- Short exercise: Copy everything from the start of the data below down to the line containing "point(199, 93)", requests included, and multiply each coordinate in the answers by 1.5, rounding to whole numbers with halves going up. Leave the pictures out.

======== Dataset extract ========

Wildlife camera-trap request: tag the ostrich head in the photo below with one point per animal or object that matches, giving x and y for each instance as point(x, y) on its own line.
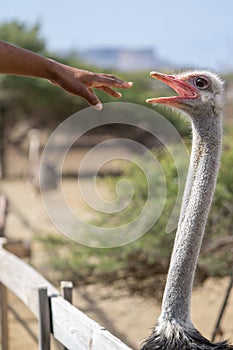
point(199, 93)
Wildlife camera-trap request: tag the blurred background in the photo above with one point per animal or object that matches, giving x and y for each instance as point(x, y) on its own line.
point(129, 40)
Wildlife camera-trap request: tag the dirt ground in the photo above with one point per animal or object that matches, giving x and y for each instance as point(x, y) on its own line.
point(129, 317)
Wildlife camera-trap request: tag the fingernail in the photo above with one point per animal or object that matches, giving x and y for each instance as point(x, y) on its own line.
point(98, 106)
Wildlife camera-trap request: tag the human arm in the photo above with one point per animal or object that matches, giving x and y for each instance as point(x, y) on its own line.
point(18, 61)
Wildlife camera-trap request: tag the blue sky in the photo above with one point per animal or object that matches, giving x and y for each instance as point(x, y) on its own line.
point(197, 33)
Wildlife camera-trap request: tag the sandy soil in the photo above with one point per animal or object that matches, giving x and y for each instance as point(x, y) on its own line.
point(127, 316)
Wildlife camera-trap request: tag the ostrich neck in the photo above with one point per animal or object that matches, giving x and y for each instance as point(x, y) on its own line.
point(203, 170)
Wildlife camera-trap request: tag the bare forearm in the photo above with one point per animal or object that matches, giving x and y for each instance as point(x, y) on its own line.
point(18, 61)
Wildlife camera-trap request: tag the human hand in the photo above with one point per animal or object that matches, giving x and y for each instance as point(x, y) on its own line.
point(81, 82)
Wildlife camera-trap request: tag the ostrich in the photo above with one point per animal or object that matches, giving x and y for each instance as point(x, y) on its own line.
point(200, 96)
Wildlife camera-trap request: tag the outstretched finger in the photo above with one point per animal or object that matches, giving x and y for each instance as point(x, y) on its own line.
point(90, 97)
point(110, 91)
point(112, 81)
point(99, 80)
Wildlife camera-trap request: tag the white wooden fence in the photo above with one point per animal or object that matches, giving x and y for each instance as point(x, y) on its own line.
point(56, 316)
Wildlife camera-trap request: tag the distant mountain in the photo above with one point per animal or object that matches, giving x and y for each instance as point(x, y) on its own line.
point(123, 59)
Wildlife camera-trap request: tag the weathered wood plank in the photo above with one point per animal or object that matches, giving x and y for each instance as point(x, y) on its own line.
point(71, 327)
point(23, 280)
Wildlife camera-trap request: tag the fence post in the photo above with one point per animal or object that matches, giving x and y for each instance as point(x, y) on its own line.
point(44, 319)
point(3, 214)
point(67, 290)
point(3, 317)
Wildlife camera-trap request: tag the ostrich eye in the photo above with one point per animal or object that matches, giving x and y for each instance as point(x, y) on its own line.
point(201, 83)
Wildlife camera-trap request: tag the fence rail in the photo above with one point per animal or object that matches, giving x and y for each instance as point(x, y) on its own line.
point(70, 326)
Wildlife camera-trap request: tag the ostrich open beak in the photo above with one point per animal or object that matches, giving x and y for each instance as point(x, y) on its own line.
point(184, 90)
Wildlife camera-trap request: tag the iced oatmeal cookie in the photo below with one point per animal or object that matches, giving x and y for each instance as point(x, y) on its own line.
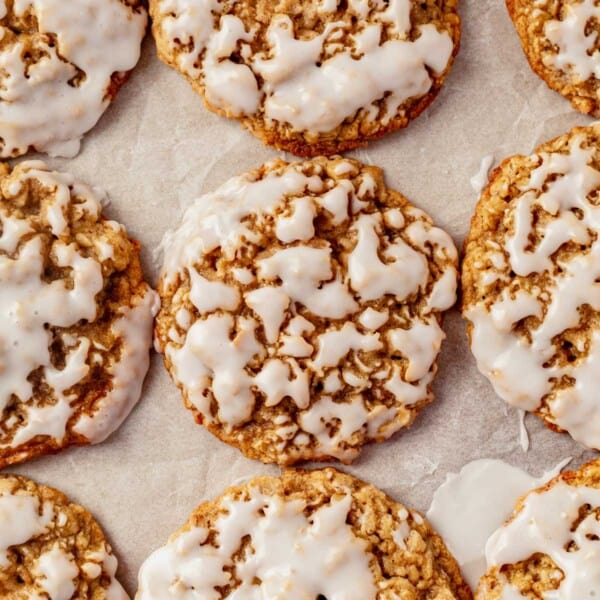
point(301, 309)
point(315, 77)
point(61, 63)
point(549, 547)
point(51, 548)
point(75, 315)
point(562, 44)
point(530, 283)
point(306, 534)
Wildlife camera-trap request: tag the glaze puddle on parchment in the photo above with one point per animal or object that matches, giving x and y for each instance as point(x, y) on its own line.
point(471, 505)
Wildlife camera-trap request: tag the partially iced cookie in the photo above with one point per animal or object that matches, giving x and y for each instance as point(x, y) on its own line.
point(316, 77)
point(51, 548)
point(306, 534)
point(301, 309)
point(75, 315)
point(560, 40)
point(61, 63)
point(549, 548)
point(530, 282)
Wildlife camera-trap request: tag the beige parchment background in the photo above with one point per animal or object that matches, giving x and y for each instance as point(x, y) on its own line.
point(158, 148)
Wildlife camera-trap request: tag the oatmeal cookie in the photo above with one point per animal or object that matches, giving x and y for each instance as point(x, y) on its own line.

========

- Solution for this problem:
Wildlife camera-trap request: tag the ostrich head in the photo below with one point per animal or object that matches, giving x and y for each instance as point(x, y) on its own line.
point(299, 140)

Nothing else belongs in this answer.